SELECTED PASSAGE >>
Historical Gradients

There is a sense A N Whitehead is always historically aware of the philosophical precedents of what he coins ‘organic philosophy’ (be is Locke, Leibniz, Spinoza or Hume and Kant) authors he mentions repeatedly and often quotes, even as he makes clear one has to read them against their own conclusions and even their (later) systematized traditions.
Whitehead makes sure he can always rescue and scavenge significant bits - odd turns of phrases that he transforms into something oddly significant against the intentions of their authors. He picks up on strange discontinuities, missteps or non-systematic intuitions in the thinking of all these named predecessors which are not actually his direct predecessors in fact. They are indirectly shaping up his own organic philosophy by what they are not saying, and only because he makes something else out of them and spells out what they could have said but aren’t saying.
He takes great care that he carefully weaves his own elaborate metaphysical reconstructions in a patient way, evolving a jagged intellectual continuum. ANW almost always appreciates the unorganized side of major thinkers, appreciates their lacunae more than they would have ever done.
He picks as important – certain odd tidbits or whatever did not make it into the final draft or recognized and canonical Tractatus. From this patient, only slightly pedantic nit-picking, ANW makes sure that he and us (his possible readers) are in constant contact with and kept involved with an inherited list of ideas developed under a very different and disjunct historical period (from his or his immediate predecessors). The impact of several Western authors is felt at a distance and without their accord it feels. The result is that what does not get mentioned or lies outside of their conclusion - feels even more important.

He is hailed as the only modern philosopher that has developed a deliberately insistent and easly the most complex metaphysical project to date – with regard new and relevant scientific theories of his day (relativity theory and quantum mechanics).
I am wondering about the atmosphere that has shaped such interests – the “penumbral” historical background that sustained and nurtured ANW mature metaphysics – outside the range of names he dutifully mentions in his key books (Process & Reality or Science and the Modern World, etc).

WHAT YOU SHOULD DO >> Reproduce the part of the passage on Whitehead above between "He takes great" and "have ever done.", inclusive.

DATASET ENTRIES >>
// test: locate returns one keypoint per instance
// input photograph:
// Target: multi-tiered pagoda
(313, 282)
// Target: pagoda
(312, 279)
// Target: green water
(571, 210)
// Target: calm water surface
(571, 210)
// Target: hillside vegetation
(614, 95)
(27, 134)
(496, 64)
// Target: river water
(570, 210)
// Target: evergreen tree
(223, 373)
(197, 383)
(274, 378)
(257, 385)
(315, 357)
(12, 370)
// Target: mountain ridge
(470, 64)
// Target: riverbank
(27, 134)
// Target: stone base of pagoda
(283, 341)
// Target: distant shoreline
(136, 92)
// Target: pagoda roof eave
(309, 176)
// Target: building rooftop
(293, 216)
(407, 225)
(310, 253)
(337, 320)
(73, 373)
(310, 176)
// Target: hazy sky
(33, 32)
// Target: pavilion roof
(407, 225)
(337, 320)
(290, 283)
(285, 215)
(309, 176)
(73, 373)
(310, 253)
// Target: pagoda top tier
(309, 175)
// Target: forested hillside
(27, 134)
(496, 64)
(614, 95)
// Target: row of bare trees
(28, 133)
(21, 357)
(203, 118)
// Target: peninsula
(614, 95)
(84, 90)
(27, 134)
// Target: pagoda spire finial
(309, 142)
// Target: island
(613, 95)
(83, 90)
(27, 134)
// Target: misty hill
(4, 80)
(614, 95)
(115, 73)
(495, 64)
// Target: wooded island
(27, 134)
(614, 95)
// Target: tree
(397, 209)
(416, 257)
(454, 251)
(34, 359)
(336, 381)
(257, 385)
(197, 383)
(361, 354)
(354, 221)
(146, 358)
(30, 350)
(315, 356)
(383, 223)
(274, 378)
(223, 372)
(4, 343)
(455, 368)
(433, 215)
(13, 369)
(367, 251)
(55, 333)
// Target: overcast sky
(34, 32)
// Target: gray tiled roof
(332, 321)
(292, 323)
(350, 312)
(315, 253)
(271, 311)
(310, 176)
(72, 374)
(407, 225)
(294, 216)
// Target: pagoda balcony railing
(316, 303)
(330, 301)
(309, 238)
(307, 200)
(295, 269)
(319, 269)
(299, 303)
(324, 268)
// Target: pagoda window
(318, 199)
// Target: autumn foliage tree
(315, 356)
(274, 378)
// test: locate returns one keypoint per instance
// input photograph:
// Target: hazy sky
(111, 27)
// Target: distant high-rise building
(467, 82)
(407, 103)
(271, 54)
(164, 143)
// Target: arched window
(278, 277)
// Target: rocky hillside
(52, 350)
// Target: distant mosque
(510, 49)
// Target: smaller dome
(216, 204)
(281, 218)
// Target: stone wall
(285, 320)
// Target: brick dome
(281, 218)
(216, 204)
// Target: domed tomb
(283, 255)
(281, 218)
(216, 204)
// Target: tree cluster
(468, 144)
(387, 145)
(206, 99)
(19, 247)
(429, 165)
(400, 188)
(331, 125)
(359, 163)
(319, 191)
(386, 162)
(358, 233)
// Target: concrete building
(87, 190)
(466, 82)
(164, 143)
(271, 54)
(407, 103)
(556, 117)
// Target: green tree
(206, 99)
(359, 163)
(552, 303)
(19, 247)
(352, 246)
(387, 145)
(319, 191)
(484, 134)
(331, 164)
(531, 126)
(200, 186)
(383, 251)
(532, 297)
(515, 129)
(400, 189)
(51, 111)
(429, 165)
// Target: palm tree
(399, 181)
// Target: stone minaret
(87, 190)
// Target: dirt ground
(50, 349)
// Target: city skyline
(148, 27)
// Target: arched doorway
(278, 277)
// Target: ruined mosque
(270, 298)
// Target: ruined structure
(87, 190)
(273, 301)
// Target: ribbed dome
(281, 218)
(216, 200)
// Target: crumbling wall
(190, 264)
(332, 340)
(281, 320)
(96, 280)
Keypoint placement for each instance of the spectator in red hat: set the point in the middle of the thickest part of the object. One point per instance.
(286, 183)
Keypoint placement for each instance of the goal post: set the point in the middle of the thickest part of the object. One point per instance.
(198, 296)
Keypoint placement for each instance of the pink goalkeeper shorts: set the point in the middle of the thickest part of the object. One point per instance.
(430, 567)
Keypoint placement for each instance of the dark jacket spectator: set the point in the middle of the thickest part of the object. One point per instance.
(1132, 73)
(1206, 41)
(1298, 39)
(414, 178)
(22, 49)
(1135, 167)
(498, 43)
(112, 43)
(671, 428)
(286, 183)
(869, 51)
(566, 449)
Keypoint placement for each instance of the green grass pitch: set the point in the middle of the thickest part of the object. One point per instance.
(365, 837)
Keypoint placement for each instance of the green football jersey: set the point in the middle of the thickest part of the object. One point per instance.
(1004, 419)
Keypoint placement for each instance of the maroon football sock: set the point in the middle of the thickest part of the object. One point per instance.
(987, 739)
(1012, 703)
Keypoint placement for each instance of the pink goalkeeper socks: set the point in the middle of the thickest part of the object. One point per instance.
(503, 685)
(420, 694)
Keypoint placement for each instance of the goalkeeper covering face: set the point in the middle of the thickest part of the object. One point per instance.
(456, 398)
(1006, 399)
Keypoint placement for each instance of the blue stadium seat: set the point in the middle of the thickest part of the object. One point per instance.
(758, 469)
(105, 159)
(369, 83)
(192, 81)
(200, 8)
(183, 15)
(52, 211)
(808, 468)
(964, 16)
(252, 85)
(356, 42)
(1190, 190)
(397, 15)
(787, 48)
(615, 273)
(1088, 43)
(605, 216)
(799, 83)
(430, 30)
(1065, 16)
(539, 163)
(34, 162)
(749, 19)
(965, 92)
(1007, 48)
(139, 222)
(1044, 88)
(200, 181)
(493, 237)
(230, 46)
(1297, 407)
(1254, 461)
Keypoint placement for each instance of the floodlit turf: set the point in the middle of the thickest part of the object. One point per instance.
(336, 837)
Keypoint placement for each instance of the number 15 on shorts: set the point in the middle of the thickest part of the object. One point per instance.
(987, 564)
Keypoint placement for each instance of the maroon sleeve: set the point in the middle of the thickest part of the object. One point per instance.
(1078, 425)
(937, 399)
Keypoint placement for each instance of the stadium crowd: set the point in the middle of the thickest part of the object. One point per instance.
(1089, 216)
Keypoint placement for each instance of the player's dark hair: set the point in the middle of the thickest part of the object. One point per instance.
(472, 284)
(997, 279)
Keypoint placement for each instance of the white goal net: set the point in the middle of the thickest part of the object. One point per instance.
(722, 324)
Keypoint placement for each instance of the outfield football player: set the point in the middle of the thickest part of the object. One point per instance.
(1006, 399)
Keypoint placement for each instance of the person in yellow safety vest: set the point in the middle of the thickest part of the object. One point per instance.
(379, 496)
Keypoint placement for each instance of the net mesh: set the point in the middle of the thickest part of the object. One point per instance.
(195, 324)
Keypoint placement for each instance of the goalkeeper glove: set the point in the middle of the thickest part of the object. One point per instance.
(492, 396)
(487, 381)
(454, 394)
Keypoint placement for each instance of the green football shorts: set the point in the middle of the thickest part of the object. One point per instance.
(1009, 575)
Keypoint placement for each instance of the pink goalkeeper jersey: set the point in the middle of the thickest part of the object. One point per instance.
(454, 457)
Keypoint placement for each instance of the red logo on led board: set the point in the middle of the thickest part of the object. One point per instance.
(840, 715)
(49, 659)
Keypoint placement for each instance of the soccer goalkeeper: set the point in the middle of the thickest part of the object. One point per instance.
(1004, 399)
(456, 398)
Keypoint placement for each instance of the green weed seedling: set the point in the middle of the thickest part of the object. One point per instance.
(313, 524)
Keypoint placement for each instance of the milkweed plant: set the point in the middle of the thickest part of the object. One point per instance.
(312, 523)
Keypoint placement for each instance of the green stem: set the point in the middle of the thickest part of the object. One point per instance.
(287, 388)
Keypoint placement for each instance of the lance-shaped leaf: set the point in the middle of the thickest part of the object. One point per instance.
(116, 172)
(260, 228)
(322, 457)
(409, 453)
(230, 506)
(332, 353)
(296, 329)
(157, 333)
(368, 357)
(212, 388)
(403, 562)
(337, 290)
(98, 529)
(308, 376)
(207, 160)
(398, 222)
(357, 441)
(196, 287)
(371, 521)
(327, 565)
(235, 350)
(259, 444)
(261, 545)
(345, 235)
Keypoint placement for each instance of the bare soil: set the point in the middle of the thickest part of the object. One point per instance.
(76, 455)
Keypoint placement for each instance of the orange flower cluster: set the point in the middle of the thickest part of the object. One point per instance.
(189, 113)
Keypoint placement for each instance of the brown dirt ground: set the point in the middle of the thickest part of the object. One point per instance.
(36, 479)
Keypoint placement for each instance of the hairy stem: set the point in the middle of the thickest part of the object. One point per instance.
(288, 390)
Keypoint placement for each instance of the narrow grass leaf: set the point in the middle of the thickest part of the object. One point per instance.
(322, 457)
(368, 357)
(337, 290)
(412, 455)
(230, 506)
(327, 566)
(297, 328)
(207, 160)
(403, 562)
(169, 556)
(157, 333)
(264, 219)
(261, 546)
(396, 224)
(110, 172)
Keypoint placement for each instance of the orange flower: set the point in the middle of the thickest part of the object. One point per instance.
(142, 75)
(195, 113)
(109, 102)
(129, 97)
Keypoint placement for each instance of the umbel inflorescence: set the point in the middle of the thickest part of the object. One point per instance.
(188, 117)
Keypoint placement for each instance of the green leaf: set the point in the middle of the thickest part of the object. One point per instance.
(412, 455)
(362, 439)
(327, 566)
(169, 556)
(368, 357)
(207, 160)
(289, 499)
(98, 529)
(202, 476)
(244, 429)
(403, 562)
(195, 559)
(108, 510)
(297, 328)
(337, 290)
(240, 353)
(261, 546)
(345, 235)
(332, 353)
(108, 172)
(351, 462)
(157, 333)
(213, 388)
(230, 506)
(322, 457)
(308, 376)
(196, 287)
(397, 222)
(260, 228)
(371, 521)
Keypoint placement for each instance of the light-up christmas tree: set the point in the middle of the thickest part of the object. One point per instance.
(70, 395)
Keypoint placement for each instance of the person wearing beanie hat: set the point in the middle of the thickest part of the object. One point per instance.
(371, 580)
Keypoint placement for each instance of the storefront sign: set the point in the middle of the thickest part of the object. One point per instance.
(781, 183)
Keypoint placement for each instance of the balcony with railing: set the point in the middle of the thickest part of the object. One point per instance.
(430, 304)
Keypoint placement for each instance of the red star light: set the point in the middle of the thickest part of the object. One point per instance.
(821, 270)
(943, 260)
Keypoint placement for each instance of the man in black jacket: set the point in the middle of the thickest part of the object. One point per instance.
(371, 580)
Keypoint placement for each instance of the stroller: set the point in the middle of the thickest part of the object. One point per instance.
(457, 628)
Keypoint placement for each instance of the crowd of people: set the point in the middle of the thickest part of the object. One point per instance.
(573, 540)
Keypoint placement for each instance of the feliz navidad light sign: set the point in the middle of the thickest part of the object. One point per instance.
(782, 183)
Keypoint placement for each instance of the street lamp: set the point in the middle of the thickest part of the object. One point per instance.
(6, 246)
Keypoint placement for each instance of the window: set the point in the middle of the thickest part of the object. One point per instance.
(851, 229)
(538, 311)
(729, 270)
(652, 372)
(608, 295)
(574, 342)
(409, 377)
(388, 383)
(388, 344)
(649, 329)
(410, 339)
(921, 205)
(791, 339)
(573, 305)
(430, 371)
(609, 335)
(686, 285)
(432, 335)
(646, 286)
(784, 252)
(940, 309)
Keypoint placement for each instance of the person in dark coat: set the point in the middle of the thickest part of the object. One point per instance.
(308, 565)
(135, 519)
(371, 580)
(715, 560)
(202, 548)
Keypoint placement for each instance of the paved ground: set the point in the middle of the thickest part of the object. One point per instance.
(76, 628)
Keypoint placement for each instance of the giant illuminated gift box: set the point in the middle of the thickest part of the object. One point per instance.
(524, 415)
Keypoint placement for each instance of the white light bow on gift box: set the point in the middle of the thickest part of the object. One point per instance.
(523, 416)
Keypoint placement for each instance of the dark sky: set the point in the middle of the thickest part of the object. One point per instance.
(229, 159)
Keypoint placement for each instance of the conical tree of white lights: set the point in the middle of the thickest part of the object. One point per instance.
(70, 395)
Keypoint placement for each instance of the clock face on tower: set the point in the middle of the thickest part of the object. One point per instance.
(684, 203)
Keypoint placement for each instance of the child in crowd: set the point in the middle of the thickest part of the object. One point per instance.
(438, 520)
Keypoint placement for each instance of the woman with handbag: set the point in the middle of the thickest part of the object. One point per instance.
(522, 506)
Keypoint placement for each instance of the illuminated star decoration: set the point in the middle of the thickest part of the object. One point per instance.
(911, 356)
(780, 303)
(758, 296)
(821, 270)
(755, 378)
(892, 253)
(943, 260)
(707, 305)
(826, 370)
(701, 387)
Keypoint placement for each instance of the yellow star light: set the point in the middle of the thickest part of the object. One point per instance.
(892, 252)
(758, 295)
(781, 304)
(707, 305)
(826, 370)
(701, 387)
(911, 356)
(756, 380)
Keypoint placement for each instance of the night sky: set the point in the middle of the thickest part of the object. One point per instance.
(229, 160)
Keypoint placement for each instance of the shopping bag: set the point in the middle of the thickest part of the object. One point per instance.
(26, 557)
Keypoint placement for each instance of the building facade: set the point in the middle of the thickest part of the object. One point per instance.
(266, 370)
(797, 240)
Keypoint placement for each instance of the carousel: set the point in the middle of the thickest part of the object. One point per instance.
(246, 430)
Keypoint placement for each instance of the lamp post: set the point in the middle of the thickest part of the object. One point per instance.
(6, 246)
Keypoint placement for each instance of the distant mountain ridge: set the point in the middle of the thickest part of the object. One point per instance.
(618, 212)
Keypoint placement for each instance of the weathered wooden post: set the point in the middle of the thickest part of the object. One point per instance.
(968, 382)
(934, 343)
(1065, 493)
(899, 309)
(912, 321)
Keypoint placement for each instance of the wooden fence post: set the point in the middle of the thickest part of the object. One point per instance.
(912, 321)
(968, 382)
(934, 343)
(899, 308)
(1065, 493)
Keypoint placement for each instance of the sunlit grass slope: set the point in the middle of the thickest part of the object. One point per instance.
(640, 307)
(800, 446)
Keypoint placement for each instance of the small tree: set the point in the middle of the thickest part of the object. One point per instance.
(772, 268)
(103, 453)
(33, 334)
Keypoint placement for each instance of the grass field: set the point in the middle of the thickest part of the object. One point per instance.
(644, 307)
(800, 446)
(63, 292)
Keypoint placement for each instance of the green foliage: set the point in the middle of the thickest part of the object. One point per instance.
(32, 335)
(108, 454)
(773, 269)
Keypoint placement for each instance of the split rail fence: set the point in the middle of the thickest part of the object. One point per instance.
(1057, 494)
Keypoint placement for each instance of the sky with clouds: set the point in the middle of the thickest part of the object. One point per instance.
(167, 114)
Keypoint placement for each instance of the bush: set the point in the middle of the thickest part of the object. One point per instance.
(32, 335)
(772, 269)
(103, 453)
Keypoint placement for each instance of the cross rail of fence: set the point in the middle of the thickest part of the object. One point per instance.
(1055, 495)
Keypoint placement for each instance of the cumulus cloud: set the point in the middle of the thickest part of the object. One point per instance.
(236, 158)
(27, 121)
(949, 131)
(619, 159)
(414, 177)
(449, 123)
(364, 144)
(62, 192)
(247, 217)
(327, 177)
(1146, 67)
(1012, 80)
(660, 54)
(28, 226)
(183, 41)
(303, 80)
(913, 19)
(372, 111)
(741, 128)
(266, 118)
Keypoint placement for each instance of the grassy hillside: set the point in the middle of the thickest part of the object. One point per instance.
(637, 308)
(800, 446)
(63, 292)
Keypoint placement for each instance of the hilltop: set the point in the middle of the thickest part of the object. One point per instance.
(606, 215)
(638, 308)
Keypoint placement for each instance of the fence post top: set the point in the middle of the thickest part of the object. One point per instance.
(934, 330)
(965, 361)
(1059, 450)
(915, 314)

RESPONSE AREA >>
He takes great care that he carefully weaves his own elaborate metaphysical reconstructions in a patient way, evolving a jagged intellectual continuum. ANW almost always appreciates the unorganized side of major thinkers, appreciates their lacunae more than they would have ever done.